▶ _INFORMATION SHOWN_:
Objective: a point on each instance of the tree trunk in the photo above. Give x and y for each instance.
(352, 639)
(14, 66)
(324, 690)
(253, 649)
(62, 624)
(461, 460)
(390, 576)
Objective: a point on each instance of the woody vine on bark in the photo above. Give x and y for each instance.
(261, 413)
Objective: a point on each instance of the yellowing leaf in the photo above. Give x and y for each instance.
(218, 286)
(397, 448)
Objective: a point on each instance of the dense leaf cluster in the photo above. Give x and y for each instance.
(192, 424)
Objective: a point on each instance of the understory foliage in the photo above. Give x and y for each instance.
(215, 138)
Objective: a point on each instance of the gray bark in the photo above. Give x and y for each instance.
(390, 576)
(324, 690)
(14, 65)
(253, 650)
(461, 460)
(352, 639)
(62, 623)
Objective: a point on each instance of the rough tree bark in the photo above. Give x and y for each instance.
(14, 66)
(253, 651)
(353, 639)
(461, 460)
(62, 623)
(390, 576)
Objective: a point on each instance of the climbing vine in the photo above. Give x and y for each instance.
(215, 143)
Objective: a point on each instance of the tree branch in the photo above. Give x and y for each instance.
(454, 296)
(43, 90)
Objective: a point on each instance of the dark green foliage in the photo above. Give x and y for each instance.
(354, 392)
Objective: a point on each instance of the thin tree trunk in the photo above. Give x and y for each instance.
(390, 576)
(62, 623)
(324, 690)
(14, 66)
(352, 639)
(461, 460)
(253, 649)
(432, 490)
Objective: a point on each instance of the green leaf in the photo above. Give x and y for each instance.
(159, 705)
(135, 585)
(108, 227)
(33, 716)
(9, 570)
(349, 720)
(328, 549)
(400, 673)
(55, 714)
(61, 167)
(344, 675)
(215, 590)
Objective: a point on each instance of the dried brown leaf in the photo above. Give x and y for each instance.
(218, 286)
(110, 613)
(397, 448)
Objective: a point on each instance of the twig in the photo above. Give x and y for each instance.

▶ _DIRECTION_:
Each line of the material above needs to be quoted exactly, please.

▶ _RESULT_:
Objective: a point on each instance of the tree trunk in the photo above. Give x and y for each instance.
(352, 639)
(14, 66)
(324, 690)
(253, 649)
(62, 624)
(461, 460)
(390, 576)
Objective: a point on each instance of the woody vine on bark in the photo above. Give x and y for each instance.
(261, 413)
Objective: a point on each instance of the yellowing leaf in the photo above. Give x and y for each instance.
(218, 286)
(397, 448)
Objective: a point on each instance of the dense leaf cluster in the photo above. Give x and y for each instance.
(192, 424)
Objective: a point on each instance of the understory foliage in the photo above. Give x and y for each instance.
(215, 138)
Objective: a point on each instance of the gray bark in the photo above. Give x and y for each instance.
(390, 576)
(324, 690)
(14, 65)
(253, 650)
(461, 460)
(352, 639)
(62, 623)
Objective: a point on each instance of the rough tree bark in the photo above. Give x and y for each instance.
(14, 66)
(253, 651)
(353, 639)
(461, 460)
(62, 623)
(390, 576)
Objective: a point on each instance of the climbing vine in the photo above. Give x and y for each instance.
(215, 143)
Objective: a point on each instance of the tree branch in the photo above. Give x and y for each instance.
(454, 296)
(43, 90)
Objective: a point on each instance of the dark green foliage in the photo above. Give x and y for each instance.
(354, 392)
Objective: a point on each instance of the thin tree trunk in the photo above. Give x and y for each instance.
(390, 576)
(62, 623)
(324, 690)
(14, 66)
(352, 639)
(461, 460)
(253, 649)
(432, 490)
Objective: a point on each instance of the green leaf in the photo above. Give x and y for each instance.
(159, 705)
(135, 585)
(108, 227)
(33, 716)
(9, 570)
(349, 720)
(328, 549)
(400, 673)
(55, 714)
(61, 167)
(344, 675)
(215, 590)
Objective: a point on each instance of the dried brown leaf in the photo above. Give x and y for each instance.
(218, 286)
(110, 613)
(397, 448)
Objective: a point on each instance of the twig in the photo above. Give x and y for each instance.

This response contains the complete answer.